Exercise instructions: Copy the entries from the line containing "Practice step: point out every instance of the shoreline" through the line containing "pixel 862 529", both included, with "Practice step" changed to "Exercise step" and nothing else altered.

Working data:
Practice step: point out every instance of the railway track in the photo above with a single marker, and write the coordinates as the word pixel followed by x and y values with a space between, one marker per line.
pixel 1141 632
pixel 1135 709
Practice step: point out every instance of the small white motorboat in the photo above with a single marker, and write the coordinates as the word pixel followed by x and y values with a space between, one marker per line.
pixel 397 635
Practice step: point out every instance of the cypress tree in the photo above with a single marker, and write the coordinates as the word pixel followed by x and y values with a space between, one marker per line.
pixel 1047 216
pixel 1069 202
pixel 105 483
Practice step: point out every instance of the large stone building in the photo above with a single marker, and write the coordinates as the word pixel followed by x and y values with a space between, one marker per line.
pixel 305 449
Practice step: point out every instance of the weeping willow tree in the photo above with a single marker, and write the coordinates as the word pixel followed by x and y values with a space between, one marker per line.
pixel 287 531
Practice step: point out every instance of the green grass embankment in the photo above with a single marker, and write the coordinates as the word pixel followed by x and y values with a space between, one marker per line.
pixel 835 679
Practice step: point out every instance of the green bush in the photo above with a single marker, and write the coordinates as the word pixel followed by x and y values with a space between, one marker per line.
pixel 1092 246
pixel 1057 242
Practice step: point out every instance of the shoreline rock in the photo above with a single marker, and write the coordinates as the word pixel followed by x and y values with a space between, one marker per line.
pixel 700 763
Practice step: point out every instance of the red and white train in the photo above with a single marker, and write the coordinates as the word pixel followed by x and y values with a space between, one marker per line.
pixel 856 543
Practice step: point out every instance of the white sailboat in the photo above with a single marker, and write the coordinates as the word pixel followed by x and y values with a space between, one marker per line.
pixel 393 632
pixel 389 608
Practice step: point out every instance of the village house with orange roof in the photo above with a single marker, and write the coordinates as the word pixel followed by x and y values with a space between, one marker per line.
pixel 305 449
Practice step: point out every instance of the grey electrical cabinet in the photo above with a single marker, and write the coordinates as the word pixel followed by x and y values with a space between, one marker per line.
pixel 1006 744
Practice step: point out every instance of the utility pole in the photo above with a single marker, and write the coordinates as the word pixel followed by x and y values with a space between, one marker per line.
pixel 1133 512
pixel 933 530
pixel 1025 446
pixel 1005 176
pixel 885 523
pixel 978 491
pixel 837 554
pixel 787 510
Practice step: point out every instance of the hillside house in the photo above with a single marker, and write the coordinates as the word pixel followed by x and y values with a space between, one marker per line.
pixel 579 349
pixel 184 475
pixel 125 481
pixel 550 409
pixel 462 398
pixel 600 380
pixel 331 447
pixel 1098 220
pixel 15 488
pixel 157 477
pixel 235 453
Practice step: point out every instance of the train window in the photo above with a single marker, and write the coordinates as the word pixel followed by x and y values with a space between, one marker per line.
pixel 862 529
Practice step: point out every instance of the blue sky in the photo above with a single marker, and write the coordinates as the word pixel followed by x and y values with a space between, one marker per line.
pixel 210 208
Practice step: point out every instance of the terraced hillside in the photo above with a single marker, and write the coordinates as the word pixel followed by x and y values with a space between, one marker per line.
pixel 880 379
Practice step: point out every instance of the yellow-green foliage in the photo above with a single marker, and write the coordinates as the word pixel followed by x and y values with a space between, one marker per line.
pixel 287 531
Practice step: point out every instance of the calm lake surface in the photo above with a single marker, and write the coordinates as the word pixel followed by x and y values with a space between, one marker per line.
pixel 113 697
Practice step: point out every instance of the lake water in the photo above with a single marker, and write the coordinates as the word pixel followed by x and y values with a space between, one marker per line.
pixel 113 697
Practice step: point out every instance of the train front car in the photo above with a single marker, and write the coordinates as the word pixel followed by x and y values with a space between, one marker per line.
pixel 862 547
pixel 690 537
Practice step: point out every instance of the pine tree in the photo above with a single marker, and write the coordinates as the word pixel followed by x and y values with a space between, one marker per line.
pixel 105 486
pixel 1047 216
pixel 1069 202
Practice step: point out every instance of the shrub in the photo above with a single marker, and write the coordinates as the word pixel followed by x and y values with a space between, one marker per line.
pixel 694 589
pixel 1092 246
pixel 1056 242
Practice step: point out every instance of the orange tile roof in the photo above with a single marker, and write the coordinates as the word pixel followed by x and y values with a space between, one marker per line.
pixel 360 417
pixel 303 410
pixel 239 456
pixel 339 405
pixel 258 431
--
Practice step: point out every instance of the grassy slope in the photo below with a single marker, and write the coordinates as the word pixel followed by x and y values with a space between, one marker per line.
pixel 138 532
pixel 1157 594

Response to the exercise:
Exercise step: point out every instance of the shoreline rock in the photo above with a single marker, and write the coordinates as the word pixel followed by x and y values with a space between, one marker per line.
pixel 700 763
Exercise step: point out every instance of the red and white train in the photo above with a single marker, and write the coordinates as the word pixel followed by x and y values with a space between, one marker per line.
pixel 856 543
Exercise step: point out every instance of the white sailboat in the photo above with a single marker, and write the coordinates as the word pixel followed by x and y values with a space between, one marker per line.
pixel 393 632
pixel 389 608
Exercise step: point out every instance of the village house with orange roof in the photo above with a single marker, and write the coordinates as the word pixel followed by x and y values with a space between, one marker per line.
pixel 305 449
Exercise step: point out every instance of the grey electrical cabinet in the photo above with a single marker, and write the coordinates as the word pixel followed by x and y values with a space between, one marker per line.
pixel 1006 744
Exercise step: point out every instance of the utility pole in the photo above with a single marker, and write the coordinates as the word pixel followed by x and y values with a space between, one marker per line.
pixel 1133 512
pixel 933 530
pixel 1025 446
pixel 1005 176
pixel 885 523
pixel 978 491
pixel 837 554
pixel 787 510
Exercise step: point out every instance of the hillside house in the photo above with a single marker, and write the coordinates as the word pixel followed by x and y values with a space between, one marker per line.
pixel 579 349
pixel 184 475
pixel 125 481
pixel 550 409
pixel 462 398
pixel 600 380
pixel 331 447
pixel 1098 220
pixel 15 488
pixel 157 477
pixel 235 453
Exercise step: point out every instance of the train window in the photo above with a single marker, and write the coordinates as the word pixel followed by x and y values with a space between, one marker per line.
pixel 862 529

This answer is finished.